### 作業内容
1. 次の(a)〜(c)がごみ焼却炉についての抜粋の内容と一致するか、それぞれ「はい」か「いいえ」で判定し、根拠となる本文の語句を正確に引用せよ。(a) 平成18年の建替え計画は、陳情の採択によって15年先送りになった。(b) 新炉の完成後、プラスチック焼却は停止されたままになっている。(c) 新炉のときにはお風呂が作られた。
2. ごみ焼却炉についての抜粋のうち、「ごみ減量を周知徹底させる、と」を含む語句から始め、「問題もなくなるのに(笑い)。」までを一字一句そのまま複写せよ。
3. ごみ焼却炉についての抜粋によれば、旧炉の解体にも国から補助金が出るよう、どこを通じて働きかけているか。

### 文書抜粋
平成18年に建替えるという計画に、三市の住民から出された陳情が採択されて「待った!」がかかり、15年も先送りになったんです。そんな先では、もう議員はやってないと思いますが(笑い)、計画自体がなくなったというより、猶予期間ができた状態になっています。 “延命”という投げ返されたボールをどう受け止めるか、市民にとっても、私たち議員にとっても大事な時期に来ています。
2000年に新炉ができて、しばらくしてから、ストップしていたプラスチック焼却が再開してしまいました。 東村山市の地元住民との協定で、第二工場を停止し、公園にするという取り決めがあったため、新炉建設になったのですが、今度は、前の炉を廃炉にするという新たな問題が持ち上がっています。 ダイオキシンなど有害物質の塊である旧炉を安全に解体するには、莫大なコストが掛かる訳ですが、建てる時だけではなく、壊す時にも国から補助金が出ないのか、東京都を通じて働きかけをしています。
自区内処理を逸脱する、周辺地域の環境汚染、意識が低下するなど課題はいろいろありますが、容量の余っている炉を他市で利用するという考えはいかがですか。そうすれば、建替え問題はクリアーできますよね。
国分寺市も延命していますが、立川市が新炉にしたら、そちらに入れるつもりだと聞いたことがあります。そんな簡単な話なら、うらやましいですよね。東大和市も入れてもらおうかしら。(笑い)
それと、一部事務組合の弊害は、住民自治とかけ離れてしまうことで、後から次々と自治体が加われば、ますます難しくなるのではないでしょうか。
ごみ減量を周知徹底させる、ということに関して、市内に焼却炉があっても、多摩川衛生組合で燃やしても、啓発する上では、あまり関係ないのではないでしょうか。 分担金というお金が付いて来るんですから、多摩川衛生組合みたいに容量の余っている自治体はごみがもっと欲しいと思うけど。小金井市もお世話になれば建替え問題もなくなるのに(笑い)。
より安全な炉を作って欲しいということもありますが、お湯を各戸に配って欲しいとか、電気代を安くして欲しいとか(笑い)地元還元の要望もありますね。
やはり焼却炉は昔も今も迷惑施設ですから、住民側はそれを還元するためのものを要求する、行政側は施しをする…というのは変わってなくて、前からあるスポーツ施設やプールに加えて新炉のときはお風呂を作ったんですよ。
燃やしても、リサイクルしても厄介なプラスチックごみについてお聞かせください。

### 元データ
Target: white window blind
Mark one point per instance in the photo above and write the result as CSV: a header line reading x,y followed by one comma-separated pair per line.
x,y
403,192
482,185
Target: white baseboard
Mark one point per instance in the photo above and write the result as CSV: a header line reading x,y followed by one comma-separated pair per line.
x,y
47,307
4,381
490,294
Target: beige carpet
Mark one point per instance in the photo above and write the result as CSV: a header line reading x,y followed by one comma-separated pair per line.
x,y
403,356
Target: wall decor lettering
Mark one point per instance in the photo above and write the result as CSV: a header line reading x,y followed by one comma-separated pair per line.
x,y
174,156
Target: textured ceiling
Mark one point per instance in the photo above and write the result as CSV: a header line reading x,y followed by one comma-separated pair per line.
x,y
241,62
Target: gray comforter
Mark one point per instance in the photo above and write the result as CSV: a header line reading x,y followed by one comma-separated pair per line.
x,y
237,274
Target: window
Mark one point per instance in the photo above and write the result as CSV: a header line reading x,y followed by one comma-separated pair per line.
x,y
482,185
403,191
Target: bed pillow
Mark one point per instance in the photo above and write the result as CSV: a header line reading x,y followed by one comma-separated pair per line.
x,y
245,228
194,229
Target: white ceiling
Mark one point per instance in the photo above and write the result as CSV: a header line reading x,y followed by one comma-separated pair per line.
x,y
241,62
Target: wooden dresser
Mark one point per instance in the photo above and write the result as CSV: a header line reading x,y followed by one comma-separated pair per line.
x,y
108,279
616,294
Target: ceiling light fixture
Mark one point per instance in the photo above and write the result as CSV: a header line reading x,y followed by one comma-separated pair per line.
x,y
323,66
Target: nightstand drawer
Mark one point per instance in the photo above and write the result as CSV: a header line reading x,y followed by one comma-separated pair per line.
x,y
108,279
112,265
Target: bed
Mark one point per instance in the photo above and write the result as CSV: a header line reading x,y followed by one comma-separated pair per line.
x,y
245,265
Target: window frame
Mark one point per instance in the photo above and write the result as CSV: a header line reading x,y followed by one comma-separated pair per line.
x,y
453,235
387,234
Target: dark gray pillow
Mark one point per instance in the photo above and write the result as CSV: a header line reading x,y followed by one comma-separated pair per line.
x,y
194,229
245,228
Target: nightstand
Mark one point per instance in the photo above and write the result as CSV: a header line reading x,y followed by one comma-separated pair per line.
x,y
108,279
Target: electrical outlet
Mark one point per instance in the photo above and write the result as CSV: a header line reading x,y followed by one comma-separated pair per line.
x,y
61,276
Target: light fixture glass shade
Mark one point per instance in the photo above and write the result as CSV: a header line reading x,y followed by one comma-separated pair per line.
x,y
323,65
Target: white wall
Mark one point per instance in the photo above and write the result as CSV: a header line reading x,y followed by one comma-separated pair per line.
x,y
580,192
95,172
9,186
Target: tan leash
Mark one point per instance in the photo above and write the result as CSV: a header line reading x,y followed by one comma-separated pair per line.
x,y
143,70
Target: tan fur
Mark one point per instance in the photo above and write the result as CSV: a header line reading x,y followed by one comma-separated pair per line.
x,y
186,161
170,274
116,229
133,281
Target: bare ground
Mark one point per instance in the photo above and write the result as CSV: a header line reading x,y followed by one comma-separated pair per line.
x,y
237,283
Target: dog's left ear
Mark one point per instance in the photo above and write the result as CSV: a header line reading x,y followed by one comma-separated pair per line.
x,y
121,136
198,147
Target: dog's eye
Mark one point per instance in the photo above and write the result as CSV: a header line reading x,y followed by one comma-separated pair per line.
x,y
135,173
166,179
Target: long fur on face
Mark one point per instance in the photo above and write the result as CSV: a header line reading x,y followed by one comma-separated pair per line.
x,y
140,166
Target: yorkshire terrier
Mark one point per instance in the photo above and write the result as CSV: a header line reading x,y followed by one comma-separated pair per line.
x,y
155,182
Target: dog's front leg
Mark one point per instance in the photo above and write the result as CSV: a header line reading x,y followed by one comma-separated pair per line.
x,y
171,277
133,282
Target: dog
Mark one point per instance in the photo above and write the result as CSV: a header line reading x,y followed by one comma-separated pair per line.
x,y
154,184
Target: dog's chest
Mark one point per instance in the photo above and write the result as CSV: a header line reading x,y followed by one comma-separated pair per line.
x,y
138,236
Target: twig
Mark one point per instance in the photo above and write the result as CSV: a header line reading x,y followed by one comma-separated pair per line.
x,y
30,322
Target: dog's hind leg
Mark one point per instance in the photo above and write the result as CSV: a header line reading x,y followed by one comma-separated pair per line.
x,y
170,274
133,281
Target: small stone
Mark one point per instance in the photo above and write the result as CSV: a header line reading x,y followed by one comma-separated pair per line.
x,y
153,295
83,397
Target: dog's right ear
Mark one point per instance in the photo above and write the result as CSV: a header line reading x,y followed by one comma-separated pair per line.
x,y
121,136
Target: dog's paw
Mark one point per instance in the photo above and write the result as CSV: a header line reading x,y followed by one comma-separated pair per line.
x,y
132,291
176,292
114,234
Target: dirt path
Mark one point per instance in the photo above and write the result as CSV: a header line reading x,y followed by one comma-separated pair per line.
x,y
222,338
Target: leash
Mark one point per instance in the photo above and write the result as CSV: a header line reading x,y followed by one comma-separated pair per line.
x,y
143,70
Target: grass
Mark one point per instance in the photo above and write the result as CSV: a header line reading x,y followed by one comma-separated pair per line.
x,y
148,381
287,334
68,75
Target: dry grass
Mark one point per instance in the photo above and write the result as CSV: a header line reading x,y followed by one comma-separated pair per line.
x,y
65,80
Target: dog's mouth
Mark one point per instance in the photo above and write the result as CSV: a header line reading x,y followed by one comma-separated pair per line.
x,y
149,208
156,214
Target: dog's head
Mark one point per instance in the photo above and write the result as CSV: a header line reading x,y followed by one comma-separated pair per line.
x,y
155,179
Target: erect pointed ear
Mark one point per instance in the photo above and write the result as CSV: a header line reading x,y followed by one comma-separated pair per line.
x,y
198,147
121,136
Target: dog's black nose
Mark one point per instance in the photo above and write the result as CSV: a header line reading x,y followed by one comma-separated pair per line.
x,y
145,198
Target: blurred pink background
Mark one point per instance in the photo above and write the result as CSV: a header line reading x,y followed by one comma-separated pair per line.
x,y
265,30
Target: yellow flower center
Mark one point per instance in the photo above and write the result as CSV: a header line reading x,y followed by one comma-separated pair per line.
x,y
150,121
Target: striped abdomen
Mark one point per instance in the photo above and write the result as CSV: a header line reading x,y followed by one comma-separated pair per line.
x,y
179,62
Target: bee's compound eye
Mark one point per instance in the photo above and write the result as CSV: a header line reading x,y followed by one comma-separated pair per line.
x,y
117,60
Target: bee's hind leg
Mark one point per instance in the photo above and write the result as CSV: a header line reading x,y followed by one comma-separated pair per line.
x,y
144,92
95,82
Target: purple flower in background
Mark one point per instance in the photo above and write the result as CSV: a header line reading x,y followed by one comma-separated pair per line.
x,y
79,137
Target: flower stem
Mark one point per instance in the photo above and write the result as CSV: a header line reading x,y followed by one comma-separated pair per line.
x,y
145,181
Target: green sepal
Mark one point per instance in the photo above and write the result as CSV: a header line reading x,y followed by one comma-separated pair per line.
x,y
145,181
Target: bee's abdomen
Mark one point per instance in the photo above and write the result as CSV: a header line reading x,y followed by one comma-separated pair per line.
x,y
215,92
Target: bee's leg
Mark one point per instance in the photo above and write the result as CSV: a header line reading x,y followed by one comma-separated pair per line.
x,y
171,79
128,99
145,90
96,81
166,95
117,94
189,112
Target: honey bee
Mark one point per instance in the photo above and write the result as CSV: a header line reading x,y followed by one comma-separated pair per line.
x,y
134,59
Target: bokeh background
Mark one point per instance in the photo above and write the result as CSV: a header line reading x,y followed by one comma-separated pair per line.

### 回答
1.
(a) はい。「三市の住民から出された陳情が採択されて「待った!」がかかり、15年も先送りになったんです」
(b) いいえ。「しばらくしてから、ストップしていたプラスチック焼却が再開してしまいました」
(c) はい。「新炉のときはお風呂を作ったんですよ」

2.
ごみ減量を周知徹底させる、ということに関して、市内に焼却炉があっても、多摩川衛生組合で燃やしても、啓発する上では、あまり関係ないのではないでしょうか。 分担金というお金が付いて来るんですから、多摩川衛生組合みたいに容量の余っている自治体はごみがもっと欲しいと思うけど。小金井市もお世話になれば建替え問題もなくなるのに(笑い)。

3. 東京都を通じて働きかけている。